- ПОСТАНОВКА ЗАДАЧИ:
Замените в отрывке «грешки» на «промахи» и перепишите его от «Ну, а собственно» до «как с гуся.».

- ФРАГМЕНТ ДОКУМЕНТА:
Максимилиан
А уже понизу своего (кликанья) я сослался и на Максимилиана. На его «Грозу» из «Киммерийских сумерек» (1907).
Див кличет по древию, велит послушати
Волзе, Поморью, Посулью, Сурожу…
-----------------------------------
Запал багровый день. Над тусклою водой
Зарницы синие трепещут беглой дрожью.
Шуршит глухая степь сухим быльём и рожью,
Вся млеет травами, вся дышит душной мглой
И тутнет, гулкая. Див кличет пред бедой
Ардавде, Корсуню, Поморью, Посурожью, –
Земле незнаемой разносит весть Стрибожью:
Птиц стоном убуди и вста звериный вой.
С туч ветр плеснул дождём и мечется с испугом
По бледным заводям, по ярам, по яругам…
Тьма прыщет молнии в зыбучее стекло…
То, Землю древнюю тревожа долгим зовом,
Обида вещая раскинула крыло
Над гневным Сурожем и пенистым Азовом.
Ну, а собственно моё было шутейным, безо всяких (казалось бы) пророчеств. Просто слегка подразнился в экзотическое словейко «тутнути» (греметь, гудеть)...
Герменевт кропал стишки.
Разные. По-всякому.
Может, вовсе и не сам.
Может, кто-то
– им.
Вспоминал свои грешки.
Ташу с Железякою.
Слово к слову нанизал,
малость утаив.
С герменевта – как с гуся.
Мыслию – по древию.
То налево понесёт.
То – наискосок.
А теперь стишки висят
сушками на вервии.
Оборвать бы это всё
щепкою в висок…
Там музЫки в небесах.
Свадебки на выселках.
Отголоски канонад.
Скромнику – тутнёт.
Может, вовсе и не сам.
Белкой скачет мыселька.
Да вавёрка тот канат
Скоро перетрёт.
(27.08.2016)

Записи о размещении точек
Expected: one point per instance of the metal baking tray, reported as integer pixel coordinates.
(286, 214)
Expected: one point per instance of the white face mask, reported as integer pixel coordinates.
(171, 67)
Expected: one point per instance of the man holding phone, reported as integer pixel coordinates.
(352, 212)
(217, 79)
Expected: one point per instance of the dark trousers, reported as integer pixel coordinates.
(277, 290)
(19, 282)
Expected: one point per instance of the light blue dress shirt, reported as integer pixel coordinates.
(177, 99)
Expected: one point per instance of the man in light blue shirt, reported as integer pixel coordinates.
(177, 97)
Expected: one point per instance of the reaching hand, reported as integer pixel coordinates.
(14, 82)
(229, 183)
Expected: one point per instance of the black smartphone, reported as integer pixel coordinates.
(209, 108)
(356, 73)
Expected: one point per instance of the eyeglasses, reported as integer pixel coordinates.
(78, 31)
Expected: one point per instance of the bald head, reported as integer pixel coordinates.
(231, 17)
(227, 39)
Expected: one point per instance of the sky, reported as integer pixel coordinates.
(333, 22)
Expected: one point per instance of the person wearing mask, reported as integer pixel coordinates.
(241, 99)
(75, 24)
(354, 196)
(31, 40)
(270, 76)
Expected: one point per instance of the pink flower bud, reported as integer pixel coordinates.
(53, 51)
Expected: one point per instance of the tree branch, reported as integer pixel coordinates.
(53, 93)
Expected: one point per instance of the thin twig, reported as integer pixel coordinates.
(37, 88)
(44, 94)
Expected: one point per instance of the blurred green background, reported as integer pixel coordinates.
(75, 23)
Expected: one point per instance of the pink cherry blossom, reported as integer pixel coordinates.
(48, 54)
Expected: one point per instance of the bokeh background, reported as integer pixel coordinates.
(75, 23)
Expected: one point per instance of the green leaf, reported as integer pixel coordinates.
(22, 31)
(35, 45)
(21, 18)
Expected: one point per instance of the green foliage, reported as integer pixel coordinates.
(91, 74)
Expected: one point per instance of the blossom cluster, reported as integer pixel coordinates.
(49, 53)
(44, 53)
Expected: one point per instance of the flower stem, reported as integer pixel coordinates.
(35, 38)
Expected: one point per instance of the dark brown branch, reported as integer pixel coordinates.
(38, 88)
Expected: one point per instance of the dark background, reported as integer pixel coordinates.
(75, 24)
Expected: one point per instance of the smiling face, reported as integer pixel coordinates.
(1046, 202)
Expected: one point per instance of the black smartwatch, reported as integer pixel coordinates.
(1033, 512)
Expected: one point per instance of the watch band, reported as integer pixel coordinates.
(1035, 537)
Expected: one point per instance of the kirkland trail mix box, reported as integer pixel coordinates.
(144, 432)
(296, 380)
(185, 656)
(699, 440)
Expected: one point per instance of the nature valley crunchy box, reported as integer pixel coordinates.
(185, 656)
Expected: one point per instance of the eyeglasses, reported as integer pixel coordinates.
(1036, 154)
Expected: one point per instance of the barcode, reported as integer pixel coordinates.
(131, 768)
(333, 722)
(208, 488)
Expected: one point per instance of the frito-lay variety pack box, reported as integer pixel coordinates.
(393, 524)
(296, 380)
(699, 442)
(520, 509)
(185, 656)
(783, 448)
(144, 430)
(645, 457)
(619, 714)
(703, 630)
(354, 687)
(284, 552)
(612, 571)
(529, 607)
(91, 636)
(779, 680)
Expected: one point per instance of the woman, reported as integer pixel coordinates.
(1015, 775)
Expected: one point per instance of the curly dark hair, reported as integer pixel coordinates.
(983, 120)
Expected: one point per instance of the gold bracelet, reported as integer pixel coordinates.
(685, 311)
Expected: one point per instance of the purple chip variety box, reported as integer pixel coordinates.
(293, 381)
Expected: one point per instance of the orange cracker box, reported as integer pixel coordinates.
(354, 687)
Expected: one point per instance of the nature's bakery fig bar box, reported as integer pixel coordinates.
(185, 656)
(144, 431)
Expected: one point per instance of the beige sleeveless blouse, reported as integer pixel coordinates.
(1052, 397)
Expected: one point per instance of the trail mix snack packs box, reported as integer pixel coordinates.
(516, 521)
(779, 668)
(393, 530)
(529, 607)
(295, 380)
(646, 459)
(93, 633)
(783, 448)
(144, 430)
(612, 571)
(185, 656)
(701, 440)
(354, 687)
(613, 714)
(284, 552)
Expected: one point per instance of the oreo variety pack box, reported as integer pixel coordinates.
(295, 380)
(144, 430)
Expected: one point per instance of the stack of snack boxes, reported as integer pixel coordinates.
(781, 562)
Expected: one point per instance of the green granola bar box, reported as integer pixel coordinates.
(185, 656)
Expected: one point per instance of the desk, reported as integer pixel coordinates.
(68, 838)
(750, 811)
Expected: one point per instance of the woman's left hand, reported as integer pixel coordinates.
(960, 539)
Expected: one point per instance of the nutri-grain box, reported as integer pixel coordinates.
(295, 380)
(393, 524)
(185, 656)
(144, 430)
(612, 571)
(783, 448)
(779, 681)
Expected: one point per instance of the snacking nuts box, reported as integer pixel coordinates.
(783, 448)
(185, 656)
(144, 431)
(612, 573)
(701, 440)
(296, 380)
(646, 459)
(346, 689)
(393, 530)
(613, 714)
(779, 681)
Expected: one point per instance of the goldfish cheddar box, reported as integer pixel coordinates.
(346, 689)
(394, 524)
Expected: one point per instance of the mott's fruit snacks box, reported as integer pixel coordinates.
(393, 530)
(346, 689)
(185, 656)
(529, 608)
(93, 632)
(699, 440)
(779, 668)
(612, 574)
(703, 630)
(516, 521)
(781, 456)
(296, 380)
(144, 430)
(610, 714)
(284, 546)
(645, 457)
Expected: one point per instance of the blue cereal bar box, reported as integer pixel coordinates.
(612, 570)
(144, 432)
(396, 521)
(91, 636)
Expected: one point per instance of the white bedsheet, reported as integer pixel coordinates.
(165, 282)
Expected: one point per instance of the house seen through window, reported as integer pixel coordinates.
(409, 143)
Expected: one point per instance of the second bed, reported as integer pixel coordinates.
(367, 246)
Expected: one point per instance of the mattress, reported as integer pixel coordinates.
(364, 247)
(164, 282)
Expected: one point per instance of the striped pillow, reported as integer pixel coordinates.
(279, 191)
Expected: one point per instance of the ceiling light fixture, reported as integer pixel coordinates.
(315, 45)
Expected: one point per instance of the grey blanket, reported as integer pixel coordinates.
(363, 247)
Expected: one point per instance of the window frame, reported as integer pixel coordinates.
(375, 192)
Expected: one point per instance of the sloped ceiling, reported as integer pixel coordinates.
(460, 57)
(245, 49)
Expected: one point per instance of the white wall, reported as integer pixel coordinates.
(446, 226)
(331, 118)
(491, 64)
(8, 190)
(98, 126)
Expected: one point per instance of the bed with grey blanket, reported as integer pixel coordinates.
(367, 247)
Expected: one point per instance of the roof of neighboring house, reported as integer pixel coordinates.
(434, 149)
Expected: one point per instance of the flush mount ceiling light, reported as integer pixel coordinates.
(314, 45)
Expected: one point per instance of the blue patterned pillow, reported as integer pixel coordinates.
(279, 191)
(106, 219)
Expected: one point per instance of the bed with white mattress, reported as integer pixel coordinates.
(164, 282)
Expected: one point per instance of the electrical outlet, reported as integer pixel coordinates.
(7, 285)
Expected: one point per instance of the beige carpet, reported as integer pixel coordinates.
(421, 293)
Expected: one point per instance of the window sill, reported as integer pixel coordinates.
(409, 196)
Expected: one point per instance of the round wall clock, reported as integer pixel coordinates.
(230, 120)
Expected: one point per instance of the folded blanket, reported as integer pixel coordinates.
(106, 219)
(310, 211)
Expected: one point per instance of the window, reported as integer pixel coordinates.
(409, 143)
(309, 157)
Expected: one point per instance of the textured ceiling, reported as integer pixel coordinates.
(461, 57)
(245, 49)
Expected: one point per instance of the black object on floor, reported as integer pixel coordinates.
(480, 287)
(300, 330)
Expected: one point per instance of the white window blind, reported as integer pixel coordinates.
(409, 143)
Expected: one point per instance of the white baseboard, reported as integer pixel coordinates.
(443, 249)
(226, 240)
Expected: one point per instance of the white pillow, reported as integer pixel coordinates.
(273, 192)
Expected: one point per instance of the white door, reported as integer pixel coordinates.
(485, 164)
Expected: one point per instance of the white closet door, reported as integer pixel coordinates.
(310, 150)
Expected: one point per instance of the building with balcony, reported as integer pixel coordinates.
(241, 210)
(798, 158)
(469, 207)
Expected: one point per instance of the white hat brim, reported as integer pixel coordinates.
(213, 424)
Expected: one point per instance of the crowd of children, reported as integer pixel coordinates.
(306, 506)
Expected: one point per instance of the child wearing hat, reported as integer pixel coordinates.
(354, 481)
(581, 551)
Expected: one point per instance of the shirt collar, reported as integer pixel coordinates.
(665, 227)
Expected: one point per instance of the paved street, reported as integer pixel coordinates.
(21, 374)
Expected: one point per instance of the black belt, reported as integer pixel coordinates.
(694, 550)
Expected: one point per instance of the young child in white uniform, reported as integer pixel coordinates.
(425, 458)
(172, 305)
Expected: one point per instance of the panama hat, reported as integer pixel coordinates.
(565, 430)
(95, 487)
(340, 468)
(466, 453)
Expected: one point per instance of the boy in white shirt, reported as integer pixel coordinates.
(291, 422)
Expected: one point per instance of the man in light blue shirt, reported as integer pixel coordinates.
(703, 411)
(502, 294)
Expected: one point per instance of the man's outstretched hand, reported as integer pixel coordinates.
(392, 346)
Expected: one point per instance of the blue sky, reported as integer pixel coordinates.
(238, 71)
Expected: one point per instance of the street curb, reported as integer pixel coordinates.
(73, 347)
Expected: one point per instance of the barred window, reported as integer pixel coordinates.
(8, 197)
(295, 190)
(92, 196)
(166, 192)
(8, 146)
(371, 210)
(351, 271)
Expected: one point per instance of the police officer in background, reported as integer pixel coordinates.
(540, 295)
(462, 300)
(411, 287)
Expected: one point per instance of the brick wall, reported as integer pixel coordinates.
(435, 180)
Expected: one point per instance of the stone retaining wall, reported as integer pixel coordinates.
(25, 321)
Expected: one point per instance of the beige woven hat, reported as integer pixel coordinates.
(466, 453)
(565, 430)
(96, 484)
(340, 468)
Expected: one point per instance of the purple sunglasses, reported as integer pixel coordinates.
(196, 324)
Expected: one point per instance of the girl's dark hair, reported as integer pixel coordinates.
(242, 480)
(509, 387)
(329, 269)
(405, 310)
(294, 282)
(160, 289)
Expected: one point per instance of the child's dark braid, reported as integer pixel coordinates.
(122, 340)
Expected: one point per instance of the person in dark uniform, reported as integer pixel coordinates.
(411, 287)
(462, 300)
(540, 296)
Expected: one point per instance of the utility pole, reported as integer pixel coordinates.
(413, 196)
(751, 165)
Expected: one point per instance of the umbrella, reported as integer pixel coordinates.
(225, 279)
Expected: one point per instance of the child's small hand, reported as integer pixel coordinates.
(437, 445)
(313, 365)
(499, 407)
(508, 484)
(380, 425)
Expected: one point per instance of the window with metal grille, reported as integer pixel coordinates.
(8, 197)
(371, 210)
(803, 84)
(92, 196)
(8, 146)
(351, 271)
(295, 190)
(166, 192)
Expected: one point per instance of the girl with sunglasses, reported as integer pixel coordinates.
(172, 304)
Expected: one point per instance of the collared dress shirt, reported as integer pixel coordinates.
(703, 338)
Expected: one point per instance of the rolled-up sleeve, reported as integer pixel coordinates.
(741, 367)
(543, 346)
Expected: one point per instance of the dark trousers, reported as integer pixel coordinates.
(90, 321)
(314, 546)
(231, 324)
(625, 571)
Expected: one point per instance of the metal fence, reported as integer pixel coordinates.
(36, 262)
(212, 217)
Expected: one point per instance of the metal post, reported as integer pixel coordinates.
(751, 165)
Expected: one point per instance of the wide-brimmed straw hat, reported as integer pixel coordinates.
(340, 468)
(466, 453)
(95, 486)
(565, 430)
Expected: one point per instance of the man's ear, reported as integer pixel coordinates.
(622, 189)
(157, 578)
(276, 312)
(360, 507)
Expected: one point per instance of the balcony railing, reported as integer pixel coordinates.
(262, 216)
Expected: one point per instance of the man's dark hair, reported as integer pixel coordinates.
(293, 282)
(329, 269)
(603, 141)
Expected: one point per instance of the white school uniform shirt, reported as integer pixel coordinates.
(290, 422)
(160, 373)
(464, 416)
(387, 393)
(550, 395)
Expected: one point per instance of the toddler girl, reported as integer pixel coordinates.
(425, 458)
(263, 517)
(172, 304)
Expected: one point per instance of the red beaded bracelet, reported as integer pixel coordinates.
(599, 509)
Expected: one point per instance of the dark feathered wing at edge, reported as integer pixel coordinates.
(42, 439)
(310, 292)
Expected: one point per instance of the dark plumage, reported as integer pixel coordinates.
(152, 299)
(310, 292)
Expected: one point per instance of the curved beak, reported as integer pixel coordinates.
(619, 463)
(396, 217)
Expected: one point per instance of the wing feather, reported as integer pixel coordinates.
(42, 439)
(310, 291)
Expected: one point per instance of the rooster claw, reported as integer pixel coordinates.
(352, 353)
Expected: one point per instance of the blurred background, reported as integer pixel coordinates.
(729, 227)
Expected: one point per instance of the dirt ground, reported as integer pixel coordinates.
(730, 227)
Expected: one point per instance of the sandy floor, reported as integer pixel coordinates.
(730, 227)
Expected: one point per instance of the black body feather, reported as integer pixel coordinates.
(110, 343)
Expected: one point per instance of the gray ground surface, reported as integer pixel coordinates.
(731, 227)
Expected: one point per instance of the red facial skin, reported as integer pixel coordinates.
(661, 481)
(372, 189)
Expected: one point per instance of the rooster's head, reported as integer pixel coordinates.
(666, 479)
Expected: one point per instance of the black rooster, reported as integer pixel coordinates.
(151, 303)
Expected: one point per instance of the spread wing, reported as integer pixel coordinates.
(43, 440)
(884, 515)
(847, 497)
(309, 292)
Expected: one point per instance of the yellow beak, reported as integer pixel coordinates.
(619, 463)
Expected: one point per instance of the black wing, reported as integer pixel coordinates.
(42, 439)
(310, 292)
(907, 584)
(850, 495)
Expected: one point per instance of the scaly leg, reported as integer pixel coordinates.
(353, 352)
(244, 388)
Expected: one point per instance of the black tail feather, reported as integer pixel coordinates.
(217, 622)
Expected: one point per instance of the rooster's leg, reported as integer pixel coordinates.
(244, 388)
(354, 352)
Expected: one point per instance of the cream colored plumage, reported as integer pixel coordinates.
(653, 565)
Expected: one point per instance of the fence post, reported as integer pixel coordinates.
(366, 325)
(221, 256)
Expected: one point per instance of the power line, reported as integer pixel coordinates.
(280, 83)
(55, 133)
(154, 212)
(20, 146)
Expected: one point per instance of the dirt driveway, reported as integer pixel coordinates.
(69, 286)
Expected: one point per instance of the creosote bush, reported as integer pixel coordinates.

- РЕЗУЛЬТАТ ЗАДАНИЯ:
Ну, а собственно моё было шутейным, безо всяких (казалось бы) пророчеств. Просто слегка подразнился в экзотическое словейко «тутнути» (греметь, гудеть)...
Герменевт кропал стишки.
Разные. По-всякому.
Может, вовсе и не сам.
Может, кто-то
– им.
Вспоминал свои промахи.
Ташу с Железякою.
Слово к слову нанизал,
малость утаив.
С герменевта – как с гуся.